[Start of section]

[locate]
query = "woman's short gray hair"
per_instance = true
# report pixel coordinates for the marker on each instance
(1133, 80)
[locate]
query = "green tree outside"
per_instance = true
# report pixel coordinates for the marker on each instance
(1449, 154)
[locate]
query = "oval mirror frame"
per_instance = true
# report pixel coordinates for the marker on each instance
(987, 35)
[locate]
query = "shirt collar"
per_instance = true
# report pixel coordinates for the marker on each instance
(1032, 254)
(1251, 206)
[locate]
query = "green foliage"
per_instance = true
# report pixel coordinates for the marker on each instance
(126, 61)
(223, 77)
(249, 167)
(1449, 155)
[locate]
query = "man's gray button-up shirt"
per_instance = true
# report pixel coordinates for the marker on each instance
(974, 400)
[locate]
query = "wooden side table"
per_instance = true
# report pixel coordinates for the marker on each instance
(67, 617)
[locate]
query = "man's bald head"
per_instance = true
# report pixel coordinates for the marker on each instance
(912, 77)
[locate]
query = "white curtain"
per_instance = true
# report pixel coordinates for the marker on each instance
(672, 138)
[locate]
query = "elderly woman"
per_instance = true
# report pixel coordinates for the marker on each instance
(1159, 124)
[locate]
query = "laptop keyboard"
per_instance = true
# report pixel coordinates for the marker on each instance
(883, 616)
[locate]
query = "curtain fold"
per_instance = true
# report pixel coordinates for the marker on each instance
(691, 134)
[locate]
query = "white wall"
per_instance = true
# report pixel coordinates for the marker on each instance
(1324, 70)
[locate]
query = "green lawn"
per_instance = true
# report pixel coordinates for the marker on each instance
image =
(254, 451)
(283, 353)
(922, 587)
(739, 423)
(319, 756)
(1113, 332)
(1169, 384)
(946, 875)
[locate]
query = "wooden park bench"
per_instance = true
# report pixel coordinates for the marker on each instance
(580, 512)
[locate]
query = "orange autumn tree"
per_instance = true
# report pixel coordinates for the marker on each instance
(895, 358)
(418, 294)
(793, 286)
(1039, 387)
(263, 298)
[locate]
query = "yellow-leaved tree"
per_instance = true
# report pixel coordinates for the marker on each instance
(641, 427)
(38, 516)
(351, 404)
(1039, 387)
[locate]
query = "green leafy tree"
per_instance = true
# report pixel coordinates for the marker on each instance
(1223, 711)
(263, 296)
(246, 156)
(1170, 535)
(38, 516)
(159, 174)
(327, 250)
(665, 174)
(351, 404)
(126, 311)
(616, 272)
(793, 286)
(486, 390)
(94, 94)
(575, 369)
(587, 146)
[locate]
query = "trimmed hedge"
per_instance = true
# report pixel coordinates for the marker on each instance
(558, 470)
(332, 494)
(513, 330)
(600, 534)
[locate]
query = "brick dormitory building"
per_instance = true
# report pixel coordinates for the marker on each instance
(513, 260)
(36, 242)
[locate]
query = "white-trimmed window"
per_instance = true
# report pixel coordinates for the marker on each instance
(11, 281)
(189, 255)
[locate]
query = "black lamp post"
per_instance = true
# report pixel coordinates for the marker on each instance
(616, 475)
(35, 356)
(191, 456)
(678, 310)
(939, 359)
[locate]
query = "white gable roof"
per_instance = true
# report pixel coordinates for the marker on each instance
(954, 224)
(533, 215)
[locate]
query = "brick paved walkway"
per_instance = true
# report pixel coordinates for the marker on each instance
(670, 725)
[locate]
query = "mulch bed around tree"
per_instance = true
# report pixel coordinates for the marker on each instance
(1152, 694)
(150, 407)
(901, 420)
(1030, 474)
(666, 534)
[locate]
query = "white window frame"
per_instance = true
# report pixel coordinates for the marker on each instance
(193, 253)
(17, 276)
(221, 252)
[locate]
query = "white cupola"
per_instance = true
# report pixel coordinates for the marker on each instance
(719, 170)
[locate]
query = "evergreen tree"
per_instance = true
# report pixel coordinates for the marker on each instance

[End of section]

A line belongs in the answer if it contains the word "brick"; please copy each such line from the material.

Task answer:
query = "brick dormitory building"
query = "brick paved walkway"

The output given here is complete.